Output each entry that follows exactly. Images stay out.

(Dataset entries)
+ + + + + + +

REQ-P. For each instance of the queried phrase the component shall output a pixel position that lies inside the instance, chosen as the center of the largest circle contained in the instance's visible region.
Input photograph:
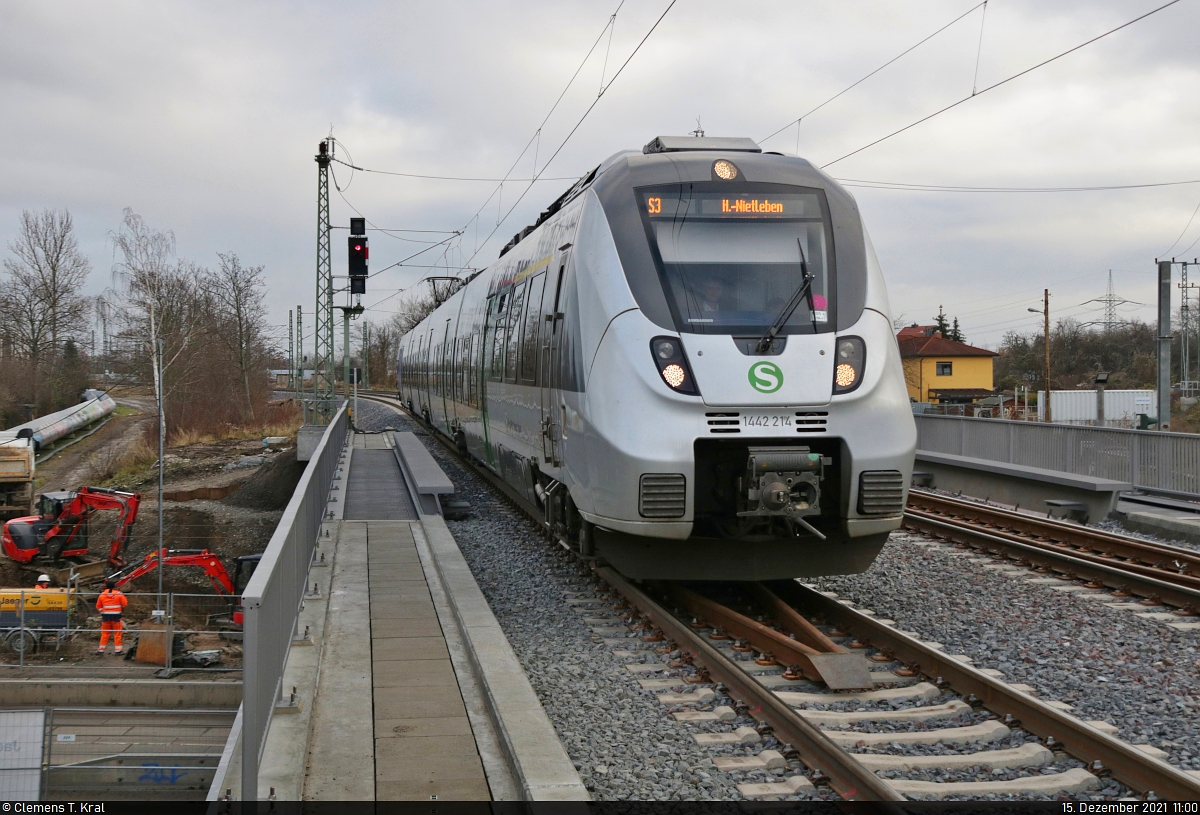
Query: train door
(551, 365)
(445, 375)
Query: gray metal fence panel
(271, 600)
(1164, 462)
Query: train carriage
(685, 367)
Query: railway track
(1162, 574)
(810, 645)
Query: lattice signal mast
(1186, 330)
(323, 385)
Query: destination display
(724, 205)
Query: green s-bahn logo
(766, 377)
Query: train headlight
(849, 360)
(725, 169)
(672, 365)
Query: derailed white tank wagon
(687, 367)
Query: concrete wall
(921, 375)
(91, 693)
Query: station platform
(409, 690)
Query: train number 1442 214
(766, 420)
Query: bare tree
(40, 300)
(414, 309)
(159, 299)
(235, 293)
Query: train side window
(498, 327)
(514, 337)
(529, 334)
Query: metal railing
(271, 600)
(1153, 461)
(29, 640)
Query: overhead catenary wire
(995, 85)
(441, 178)
(537, 135)
(1165, 252)
(851, 87)
(983, 19)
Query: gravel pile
(625, 745)
(1110, 665)
(1116, 527)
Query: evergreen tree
(957, 333)
(942, 324)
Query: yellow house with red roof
(943, 371)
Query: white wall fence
(1159, 462)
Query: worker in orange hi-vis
(111, 604)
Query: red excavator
(60, 528)
(204, 559)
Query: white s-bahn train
(684, 367)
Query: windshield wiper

+ + + + + + +

TASK RESULT →
REQ-P. For each instance of the queried phrase the component shall output a pixel position that lies inside the instance, chosen as the center of the largest circle contained in the instance's visible region.
Input photograph:
Query: train door
(551, 365)
(445, 375)
Query: gray metal fence panel
(271, 600)
(1164, 462)
Query: train carriage
(685, 367)
Query: railway track
(1162, 574)
(810, 645)
Query: lattice signal mast
(1186, 330)
(323, 385)
Query: destination display
(724, 205)
Query: green s-bahn logo
(766, 377)
Query: train headlight
(849, 360)
(725, 169)
(672, 365)
Query: derailed white tank wagon
(687, 367)
Query: concrete wall
(921, 375)
(91, 693)
Query: station platform
(409, 690)
Query: train number 1442 214
(766, 420)
Query: bare tree
(40, 300)
(414, 309)
(159, 299)
(235, 293)
Query: train side window
(498, 327)
(514, 337)
(529, 334)
Query: metal railing
(271, 600)
(1153, 461)
(29, 640)
Query: overhead catenary wire
(995, 85)
(441, 178)
(537, 135)
(1165, 252)
(851, 87)
(983, 19)
Query: gravel pile
(625, 745)
(1110, 665)
(1116, 527)
Query: evergreen tree
(957, 333)
(942, 324)
Query: yellow house with red roof
(943, 371)
Query: white wall fence
(1159, 462)
Query: worker in orange hi-vis
(111, 604)
Query: red excavator
(60, 528)
(204, 559)
Query: white s-bahn train
(684, 367)
Query: windshield wiper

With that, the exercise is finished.